DOCUMENT EXTRACT:

# # # # # # #

The Esstu Pack



Download it now!

Yet Another Telnet Client. RosMud++ is a rewrite of Daniel Kelly's GMud (see which is the most official site I can find), originally to improve in a few certain areas and remove a few certain limitations; it has outgrown the original specification significantly.

Note that RosMud is now (as of 20140103) in extended support. New development is being done on its successor, Gypsum, but RosMud is still supported for bugfixes only.

So what's so great about RosMud? Why write another client?

RosMud was developed primarily for Threshold RPG, but can be used for any TELNET-based purpose.

Note that slimline RosMud has no installer. Simply extract it to whatever directory you wish to run it from, and run it. RosMud will create a number of .INI files in that directory (if it can - see Running from CD), but that is all. Deinstallation is as simple as deleting the directory and all its contents. (This also ensures that Windows Vista and 7 will not complain about unauthorized program installation.)

Auto-connect on startup

If you have a world file set up, you can create a shortcut which will automatically connect to one of the worlds when RosMud starts. Simply create a shortcut to RosMud.exe that passes it, as a parameter, the world name (not the host name, the RosMud world name), which can be abbreviated.

Passive mode

RM's default mode is "Active", which is the way most clients work. A connection is opened to a pre-existing server, for instance Threshold RPG (, port 23), and the server responds.

Passive mode inverts that, and turns RosMud into the server. Select the port you want to use, and choose Passive mode, and then use whatever other client you wish (RosMud++, GMud, any telnet client) to connect to that port. RosMud will create a new subwindow for each client connection, so you can actually juggle several of them independantly.

Some possible uses of this:

When using Passive mode, the "Host name" must be either "" or else an IP address representing this computer.

If all this is too confusing, just remember: Leave "Active" selected and it's just like GMud or any other client.

Pause Scroll

Unlike the Pause key in a text-based client, which pauses until another key is pressed, and unlike GMud's pause mode, which prevents further lines of text from being accepted, RosMud's pause mode simply pauses the scrolling - new lines will come in as normal, but they will be below your scroll point. When scrolling is paused, all windows are paused (if multiple subwindows are active). Pause status is indicated by a check mark against the menu item, and the pushed-in appearance of the toolbar icon.

After unpausing (or while paused), you can snap down to the bottom of the scroll view by pressing Ctrl-PgDn.

Special prompt handling

RosMud has two prompt handling modes: the original "detection" mode, and, as of version 1.5.0, the new "telnet" mode.

Detection mode relies on the recognition of typical prompt endings. If a partial received line ends with "> " or ": ", it is considered a prompt. If a prompt does not end with "> ", it will usually be detected, but behaviour may be less than perfect. Also, sometimes it will mistakenly interpret something as a prompt when it isn't (eg due to latency and half a line arriving).

Telnet prompt mode is near to perfect, but relies on the server sending IAC GA after every prompt, or else to finish the prompt with the exact string "==> ". Many MUDs do this. Turning on this option for a world disables detection mode, but even if it's off, IAC GA will tell RosMud that this is a prompt. Make sure this is OFF when using RosMud to talk to a web/mail/FTP server, but when working with a MUD, it should be safe to try with it ON, and then turn it off if prompts don't look good.

# # # # # # #

MATERIAL:
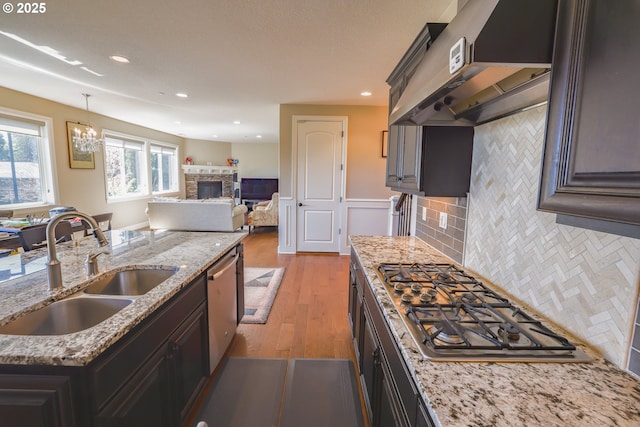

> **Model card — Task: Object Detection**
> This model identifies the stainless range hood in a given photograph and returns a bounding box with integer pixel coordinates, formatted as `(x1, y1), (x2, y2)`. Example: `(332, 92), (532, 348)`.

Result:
(389, 0), (557, 126)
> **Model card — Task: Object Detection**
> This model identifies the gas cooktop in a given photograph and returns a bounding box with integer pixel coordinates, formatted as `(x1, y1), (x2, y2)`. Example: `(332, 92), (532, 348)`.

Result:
(376, 263), (591, 362)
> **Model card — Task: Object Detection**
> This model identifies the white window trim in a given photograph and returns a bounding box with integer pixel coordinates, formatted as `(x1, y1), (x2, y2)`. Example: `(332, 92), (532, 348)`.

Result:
(101, 129), (180, 204)
(147, 139), (180, 196)
(0, 107), (59, 209)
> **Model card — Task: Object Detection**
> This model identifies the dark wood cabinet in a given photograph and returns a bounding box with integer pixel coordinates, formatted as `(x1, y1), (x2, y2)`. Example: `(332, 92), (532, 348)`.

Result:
(0, 274), (209, 427)
(0, 374), (81, 427)
(386, 126), (474, 197)
(385, 23), (473, 197)
(167, 305), (209, 420)
(95, 348), (175, 427)
(349, 252), (433, 427)
(90, 276), (209, 426)
(538, 0), (640, 237)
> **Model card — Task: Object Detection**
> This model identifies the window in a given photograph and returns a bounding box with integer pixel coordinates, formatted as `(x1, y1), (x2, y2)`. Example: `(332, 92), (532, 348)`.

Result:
(104, 134), (148, 200)
(104, 131), (179, 201)
(150, 142), (178, 194)
(0, 108), (55, 208)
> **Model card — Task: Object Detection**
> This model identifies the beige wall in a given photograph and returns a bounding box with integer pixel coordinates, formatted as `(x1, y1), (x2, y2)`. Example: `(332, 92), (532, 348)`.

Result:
(180, 139), (232, 166)
(280, 104), (395, 199)
(231, 142), (278, 178)
(0, 87), (184, 228)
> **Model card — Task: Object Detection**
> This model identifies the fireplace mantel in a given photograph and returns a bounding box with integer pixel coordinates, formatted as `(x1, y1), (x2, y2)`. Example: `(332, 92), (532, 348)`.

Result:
(182, 165), (238, 175)
(182, 165), (238, 199)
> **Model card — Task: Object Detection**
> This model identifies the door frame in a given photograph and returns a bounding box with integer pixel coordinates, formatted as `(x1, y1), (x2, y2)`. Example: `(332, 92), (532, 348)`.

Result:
(292, 115), (349, 253)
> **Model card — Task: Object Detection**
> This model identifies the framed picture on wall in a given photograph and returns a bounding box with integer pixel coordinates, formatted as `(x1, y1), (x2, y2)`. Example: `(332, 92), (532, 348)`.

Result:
(382, 130), (389, 157)
(67, 122), (96, 169)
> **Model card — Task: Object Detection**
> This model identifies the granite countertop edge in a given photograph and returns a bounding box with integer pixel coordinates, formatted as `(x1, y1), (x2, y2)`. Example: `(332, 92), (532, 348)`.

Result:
(0, 230), (247, 366)
(350, 236), (640, 427)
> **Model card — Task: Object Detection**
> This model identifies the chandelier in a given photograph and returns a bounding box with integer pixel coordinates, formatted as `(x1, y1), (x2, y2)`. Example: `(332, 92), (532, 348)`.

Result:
(73, 93), (104, 153)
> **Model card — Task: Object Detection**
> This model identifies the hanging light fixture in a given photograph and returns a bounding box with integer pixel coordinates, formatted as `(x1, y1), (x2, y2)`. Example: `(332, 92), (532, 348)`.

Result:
(73, 93), (104, 153)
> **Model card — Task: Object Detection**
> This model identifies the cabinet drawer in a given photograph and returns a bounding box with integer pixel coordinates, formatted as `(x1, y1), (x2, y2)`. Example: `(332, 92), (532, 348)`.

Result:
(89, 276), (206, 410)
(364, 285), (418, 425)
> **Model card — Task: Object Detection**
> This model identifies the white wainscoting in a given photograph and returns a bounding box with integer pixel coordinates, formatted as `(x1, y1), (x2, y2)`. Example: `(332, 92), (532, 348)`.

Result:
(278, 197), (390, 255)
(340, 199), (390, 255)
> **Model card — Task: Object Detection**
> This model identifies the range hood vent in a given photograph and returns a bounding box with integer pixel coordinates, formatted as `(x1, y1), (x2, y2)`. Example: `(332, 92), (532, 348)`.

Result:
(389, 0), (557, 126)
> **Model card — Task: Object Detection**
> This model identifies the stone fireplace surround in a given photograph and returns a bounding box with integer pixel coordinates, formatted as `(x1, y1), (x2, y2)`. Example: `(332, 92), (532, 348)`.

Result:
(184, 174), (233, 199)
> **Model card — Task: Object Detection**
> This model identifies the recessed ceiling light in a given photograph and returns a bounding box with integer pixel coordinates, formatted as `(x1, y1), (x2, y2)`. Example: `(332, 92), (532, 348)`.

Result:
(109, 55), (130, 64)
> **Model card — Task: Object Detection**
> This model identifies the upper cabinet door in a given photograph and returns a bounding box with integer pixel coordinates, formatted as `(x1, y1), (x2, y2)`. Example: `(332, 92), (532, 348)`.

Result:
(538, 0), (640, 229)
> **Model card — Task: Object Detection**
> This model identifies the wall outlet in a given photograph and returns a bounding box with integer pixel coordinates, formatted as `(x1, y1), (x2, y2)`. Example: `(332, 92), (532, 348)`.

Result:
(438, 212), (447, 230)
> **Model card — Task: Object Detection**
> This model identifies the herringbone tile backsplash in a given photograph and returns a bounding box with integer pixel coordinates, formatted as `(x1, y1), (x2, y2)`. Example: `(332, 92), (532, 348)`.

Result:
(464, 107), (640, 368)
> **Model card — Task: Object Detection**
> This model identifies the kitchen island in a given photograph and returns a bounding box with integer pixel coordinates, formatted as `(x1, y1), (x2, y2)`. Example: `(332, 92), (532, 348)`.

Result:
(351, 236), (640, 427)
(0, 230), (247, 426)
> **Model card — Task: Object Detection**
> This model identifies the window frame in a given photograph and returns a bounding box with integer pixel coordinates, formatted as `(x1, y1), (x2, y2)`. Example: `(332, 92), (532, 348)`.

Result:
(102, 129), (180, 204)
(0, 106), (59, 210)
(148, 140), (180, 196)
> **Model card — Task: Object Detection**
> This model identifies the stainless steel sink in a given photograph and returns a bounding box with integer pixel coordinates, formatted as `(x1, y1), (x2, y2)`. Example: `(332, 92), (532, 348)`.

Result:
(0, 297), (133, 335)
(84, 268), (178, 295)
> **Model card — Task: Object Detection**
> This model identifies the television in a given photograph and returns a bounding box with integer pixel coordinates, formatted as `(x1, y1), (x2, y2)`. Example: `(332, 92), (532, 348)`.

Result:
(240, 178), (278, 200)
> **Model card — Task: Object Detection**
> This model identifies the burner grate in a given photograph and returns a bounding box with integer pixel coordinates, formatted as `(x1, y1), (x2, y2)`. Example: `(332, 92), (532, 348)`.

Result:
(377, 263), (590, 362)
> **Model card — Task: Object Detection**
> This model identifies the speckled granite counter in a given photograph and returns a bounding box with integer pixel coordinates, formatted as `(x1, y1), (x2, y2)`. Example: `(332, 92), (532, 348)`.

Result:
(351, 236), (640, 427)
(0, 230), (246, 366)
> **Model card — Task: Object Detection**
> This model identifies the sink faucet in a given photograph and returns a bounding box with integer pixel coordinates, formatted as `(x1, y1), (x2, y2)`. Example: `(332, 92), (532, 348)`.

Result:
(47, 212), (109, 291)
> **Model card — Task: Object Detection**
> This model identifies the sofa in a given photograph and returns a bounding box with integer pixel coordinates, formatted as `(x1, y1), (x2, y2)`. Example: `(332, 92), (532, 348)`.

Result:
(147, 198), (247, 231)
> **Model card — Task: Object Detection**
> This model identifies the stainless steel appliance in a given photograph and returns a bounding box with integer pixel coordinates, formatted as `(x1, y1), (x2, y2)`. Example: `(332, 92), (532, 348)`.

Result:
(389, 0), (558, 126)
(377, 263), (590, 362)
(207, 248), (240, 372)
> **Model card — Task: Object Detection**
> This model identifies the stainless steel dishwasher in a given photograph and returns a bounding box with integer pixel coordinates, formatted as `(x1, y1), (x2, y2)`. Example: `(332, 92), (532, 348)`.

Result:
(207, 248), (240, 372)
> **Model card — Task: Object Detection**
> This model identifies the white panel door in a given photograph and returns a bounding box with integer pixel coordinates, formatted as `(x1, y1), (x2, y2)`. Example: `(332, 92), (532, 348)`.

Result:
(296, 121), (343, 252)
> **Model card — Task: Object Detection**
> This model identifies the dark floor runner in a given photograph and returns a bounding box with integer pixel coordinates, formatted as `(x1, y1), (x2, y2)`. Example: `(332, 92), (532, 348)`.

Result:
(193, 357), (287, 427)
(280, 359), (364, 427)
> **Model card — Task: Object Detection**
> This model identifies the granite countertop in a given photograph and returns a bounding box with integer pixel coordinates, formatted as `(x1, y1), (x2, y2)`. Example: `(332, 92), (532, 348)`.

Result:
(351, 236), (640, 427)
(0, 230), (247, 366)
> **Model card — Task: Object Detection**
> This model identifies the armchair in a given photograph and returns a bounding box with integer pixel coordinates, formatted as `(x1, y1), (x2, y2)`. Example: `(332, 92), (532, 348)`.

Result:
(247, 193), (279, 231)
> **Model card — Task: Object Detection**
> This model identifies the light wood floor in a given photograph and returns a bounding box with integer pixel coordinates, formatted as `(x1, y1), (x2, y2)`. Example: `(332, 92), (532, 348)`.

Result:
(183, 227), (370, 427)
(226, 227), (355, 363)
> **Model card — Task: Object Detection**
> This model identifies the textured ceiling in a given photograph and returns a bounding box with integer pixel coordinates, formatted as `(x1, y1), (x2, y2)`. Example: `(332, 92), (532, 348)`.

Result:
(0, 0), (457, 142)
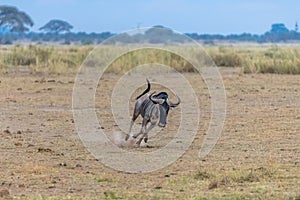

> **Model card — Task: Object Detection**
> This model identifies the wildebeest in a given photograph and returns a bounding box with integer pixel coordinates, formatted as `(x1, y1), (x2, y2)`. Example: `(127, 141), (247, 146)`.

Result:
(125, 79), (181, 145)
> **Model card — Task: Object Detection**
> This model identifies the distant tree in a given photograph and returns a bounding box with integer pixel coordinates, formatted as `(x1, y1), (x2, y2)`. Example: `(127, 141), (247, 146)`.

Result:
(270, 23), (290, 34)
(0, 6), (33, 32)
(39, 19), (73, 33)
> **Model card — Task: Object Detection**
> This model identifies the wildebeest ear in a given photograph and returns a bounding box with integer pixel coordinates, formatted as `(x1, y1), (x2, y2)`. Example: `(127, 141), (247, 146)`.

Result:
(158, 105), (169, 127)
(167, 94), (181, 108)
(149, 92), (165, 104)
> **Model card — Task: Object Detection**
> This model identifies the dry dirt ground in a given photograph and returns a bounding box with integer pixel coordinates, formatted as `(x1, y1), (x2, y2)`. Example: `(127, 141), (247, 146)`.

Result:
(0, 69), (300, 199)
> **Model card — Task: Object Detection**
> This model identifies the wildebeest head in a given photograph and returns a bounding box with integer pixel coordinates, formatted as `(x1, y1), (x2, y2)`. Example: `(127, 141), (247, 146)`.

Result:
(149, 92), (180, 127)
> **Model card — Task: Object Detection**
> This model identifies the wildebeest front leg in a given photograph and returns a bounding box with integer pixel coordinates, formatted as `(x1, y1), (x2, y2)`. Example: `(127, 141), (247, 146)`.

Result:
(125, 106), (140, 141)
(133, 117), (149, 146)
(143, 122), (156, 143)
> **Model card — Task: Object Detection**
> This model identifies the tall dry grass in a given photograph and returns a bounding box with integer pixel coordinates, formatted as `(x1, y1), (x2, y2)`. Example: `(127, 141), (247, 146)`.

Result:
(0, 45), (300, 74)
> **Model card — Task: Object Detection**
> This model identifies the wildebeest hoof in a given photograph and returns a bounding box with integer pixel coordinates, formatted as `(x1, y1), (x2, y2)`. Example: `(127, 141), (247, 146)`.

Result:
(125, 134), (129, 141)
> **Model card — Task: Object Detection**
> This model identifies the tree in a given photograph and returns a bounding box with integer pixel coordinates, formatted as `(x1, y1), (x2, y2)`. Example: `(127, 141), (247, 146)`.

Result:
(270, 23), (290, 34)
(39, 19), (73, 33)
(0, 6), (33, 32)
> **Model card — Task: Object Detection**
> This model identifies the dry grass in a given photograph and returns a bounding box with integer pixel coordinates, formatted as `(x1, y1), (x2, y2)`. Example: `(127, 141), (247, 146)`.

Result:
(0, 45), (300, 74)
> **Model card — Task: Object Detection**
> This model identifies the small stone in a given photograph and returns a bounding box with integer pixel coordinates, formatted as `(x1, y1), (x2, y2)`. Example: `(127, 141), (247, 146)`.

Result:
(75, 164), (82, 167)
(0, 189), (9, 197)
(59, 162), (67, 167)
(3, 129), (10, 133)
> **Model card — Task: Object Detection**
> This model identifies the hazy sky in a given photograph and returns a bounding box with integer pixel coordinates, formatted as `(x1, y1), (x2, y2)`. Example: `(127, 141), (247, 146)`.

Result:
(0, 0), (300, 34)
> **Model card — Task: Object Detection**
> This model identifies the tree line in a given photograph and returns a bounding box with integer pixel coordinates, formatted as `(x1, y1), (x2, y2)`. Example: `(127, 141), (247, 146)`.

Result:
(0, 6), (300, 44)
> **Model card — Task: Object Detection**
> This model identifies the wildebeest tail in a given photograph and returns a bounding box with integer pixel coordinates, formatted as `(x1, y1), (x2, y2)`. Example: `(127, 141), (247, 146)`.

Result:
(135, 79), (151, 100)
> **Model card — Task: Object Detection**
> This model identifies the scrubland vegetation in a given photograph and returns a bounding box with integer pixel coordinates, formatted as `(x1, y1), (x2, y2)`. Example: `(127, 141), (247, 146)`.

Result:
(0, 45), (300, 74)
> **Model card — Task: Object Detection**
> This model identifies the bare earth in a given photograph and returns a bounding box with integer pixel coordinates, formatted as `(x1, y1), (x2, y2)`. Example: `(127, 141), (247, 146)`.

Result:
(0, 69), (300, 199)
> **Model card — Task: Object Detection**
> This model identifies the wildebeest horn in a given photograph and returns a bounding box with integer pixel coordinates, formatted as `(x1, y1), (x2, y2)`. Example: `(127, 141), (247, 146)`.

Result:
(149, 92), (165, 104)
(135, 79), (151, 100)
(167, 94), (181, 107)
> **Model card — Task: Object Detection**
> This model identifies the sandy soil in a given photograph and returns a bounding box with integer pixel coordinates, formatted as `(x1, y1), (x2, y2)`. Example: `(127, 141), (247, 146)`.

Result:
(0, 69), (300, 199)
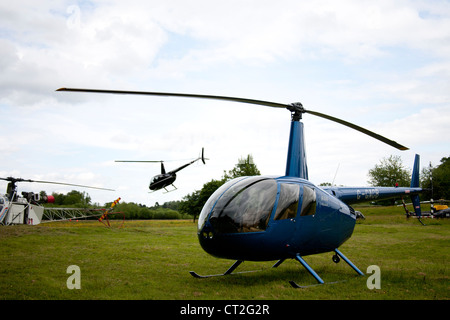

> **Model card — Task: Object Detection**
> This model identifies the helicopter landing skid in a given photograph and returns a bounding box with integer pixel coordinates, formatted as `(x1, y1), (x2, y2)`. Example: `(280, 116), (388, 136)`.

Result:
(289, 249), (364, 289)
(189, 260), (262, 279)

# # # # # # #

THE TASK: Resume the RosMud client documentation after its last sentence, keeping the style of the passage above the rows.

ANSWER FOR THIS EXERCISE:
Whichever prompt detection mode is active, prompts will be shown on the line immediately above the input field, and will be shown separately from any other lines of text: an inputted command is displayed with the prompt, but spam from the MUD is not. This will generally produce the "cleanest" results.

Boss keys

Press the boss key at any time, regardless of what program has focus, and RosMud will snap hide itself, removing itself from the list of running applications as well. (It doesn't animate on the way down, either, even if most windows do when they are minimized.) To restore it, press the other boss-key. Configured in "Keyboard Settings". (Not active by default.)

Local command language

Local command language - commands beginning with a slash are interpreted by RosMud. To bypass this interpretation, double the slash (eg if you enter "//find this text", the MUD will be sent "/find this text"). At present, the only command actually implemented is "/about", which displays detailed version information, but plugins can define more commands which are "safe" and can't accidentally go through to the MUD, and can also communicate between themselves this way.

Plugins (DLL hooks)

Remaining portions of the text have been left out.